● PROBLEMS AND TASKS:
1) Translate this sentence from the stem cell article into Spanish: "What if a diseased part of your body could regenerate itself?"
2) According to the stem cell article, what share of people who undergo a b-cell transplant stay off insulin five years later?
3) Using the stem cell article, explain why patients receiving stem cells that become b-cells would not need immunosuppressive drugs.

● PAGE TEXT:
::::::

What if a diseased part of your body could regenerate itself?
That’s the question that regenerative medicine asks and answers. And if scientists are right, they could cure type 1 diabetes.
Stem cells may well be the next frontline treatment for type 1 diabetes as it can help your body regenerate your b-cell function, which would restore your body’s ability to make insulin.
What does this treatment entail? Keep reading to learn more.
Why Stem Cells Could Cure Type 1 Diabetes
The key unlocking a type 1 diabetes cure has always lay in the pancreas, which is the malfunctioning organ that causes the disease.
In the past, researchers have explored the potential for pancreas transplants. While it does work, there aren’t enough donors to make it feasible for the wider population.
In the 1990s, physicians began looking at replacing the b-cell mass through a transplant. The b-cells are what generate insulin in the pancreas, and it is the lack of b-cells that cause type 1 diabetes. However, issues like the strenuous immunosuppressive drugs needed for the strategy to work have held it back. Moreover, the tissue declines after post-transplant. Only 10 percent of people who undergo the treatment stay off insulin five years later.
A stem cell therapy procedure, however, addresses all the issues above. What is more, type 1 diabetes patients are great candidates because they only need a particular cell type.
Theoretically speaking, patients could receive stem cells that transform into b-cells in the local pancreatic environment. Then, they would go to the damaged tissue and help the body maintain the appropriate level of b-cells to produce insulin. Because your body would see them as your cells, you wouldn’t need the immunosuppressive drugs required with the types of transplants listed above.
What’s Stopping Pancreatic Stem Cell Therapy
All of this sounds very promising, so why isn’t diabetes cured yet?
There’s a question regarding what kind of stem cells to use because scientists are still considering whether b-cell progenitors are available in the adult pancreas. In other words, they’re looking for a pancreatic stem cell, and they’re not sure whether it exists or how it creates b-cells.
The existence of these cells is meaningful because they signal whether researchers can use adult cells or embryonic cells in the treatment.
At present, there are clinical trials underway to understand the nuances of the pancreas better. However, researchers are not yet in a position to open up the treatment to the general public.
There’s Hope for Diabetes Yet
As scientists learn more and more about both the pancreas and stem cell therapies, we become more confident that we can cure type 1 diabetes – and potentially even type 2 diabetes, too. Unfortunately, we aren’t there yet, but there are promising frontline treatments on the way.

::::::

● DATASET EXTRACT:

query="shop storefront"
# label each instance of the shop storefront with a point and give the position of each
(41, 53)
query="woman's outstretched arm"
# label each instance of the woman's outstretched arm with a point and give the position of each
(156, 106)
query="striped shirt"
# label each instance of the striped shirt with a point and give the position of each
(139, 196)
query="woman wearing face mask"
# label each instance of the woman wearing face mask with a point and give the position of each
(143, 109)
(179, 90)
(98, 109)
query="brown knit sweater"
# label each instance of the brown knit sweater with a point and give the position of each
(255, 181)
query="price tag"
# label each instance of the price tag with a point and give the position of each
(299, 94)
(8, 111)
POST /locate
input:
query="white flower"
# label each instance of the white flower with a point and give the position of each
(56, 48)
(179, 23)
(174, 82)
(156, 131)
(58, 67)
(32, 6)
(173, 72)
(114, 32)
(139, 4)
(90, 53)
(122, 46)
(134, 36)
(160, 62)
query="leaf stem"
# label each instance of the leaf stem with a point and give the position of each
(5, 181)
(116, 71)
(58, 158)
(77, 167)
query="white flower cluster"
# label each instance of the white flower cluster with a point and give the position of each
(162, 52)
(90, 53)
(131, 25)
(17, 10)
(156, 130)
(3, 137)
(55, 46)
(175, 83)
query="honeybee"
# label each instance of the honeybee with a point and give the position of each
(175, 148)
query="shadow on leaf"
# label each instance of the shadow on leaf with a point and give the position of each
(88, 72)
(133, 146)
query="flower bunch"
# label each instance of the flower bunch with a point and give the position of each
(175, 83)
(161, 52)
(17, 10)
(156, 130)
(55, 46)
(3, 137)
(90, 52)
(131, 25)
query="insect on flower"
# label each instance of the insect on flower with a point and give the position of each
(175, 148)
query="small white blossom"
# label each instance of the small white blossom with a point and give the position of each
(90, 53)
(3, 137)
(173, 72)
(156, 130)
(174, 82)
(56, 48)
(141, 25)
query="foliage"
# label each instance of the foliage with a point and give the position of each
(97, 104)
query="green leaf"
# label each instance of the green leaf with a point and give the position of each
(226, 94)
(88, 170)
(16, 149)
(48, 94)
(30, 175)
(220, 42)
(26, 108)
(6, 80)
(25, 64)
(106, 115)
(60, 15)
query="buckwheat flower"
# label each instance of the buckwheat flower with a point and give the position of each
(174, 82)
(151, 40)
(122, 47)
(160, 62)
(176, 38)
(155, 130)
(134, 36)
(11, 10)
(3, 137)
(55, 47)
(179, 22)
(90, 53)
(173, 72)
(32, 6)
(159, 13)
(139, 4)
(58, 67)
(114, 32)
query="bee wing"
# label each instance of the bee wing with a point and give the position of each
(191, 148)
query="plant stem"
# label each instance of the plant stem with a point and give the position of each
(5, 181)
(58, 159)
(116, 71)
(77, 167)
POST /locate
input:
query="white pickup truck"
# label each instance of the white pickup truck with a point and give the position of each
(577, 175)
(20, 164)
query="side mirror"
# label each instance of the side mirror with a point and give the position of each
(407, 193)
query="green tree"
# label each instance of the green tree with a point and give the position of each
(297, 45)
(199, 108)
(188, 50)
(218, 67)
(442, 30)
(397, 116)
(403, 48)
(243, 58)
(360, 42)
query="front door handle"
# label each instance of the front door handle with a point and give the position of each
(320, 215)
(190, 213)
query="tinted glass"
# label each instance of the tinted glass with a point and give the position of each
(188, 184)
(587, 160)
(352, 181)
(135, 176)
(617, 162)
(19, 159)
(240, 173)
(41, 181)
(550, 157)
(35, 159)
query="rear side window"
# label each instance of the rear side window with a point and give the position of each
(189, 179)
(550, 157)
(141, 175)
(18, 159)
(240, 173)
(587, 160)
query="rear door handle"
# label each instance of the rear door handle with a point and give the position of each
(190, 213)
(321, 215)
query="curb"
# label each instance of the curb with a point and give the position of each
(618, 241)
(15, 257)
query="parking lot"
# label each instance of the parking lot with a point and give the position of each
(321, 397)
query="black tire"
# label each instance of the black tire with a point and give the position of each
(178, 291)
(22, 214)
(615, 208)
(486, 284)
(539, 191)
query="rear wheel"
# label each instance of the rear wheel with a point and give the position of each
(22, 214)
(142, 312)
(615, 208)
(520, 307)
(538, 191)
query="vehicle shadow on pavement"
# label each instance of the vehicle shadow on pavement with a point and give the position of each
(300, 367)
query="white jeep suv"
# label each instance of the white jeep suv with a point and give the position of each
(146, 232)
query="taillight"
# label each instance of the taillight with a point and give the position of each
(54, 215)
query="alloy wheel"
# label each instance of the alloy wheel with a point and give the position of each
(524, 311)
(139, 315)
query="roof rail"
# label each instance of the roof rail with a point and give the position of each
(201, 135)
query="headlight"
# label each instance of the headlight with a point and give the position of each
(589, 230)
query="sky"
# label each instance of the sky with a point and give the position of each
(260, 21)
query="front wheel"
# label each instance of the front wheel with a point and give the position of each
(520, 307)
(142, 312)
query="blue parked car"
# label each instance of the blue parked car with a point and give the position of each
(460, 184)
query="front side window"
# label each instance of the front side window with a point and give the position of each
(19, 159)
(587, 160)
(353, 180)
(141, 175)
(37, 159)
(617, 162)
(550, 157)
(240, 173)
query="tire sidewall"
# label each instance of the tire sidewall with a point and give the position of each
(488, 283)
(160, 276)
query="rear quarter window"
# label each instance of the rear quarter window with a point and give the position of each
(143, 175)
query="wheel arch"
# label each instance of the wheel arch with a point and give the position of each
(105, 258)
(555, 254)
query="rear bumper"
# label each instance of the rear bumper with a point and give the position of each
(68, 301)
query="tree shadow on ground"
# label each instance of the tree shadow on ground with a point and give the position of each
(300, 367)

::::::

● WRITTEN ANSWERS:
1) ¿Y si una parte enferma de tu cuerpo pudiera regenerarse por sí misma?

2) Only 10 percent.

3) The body would see the new cells as its own. So the immunosuppressive drugs required for pancreas and b-cell transplants would not be needed.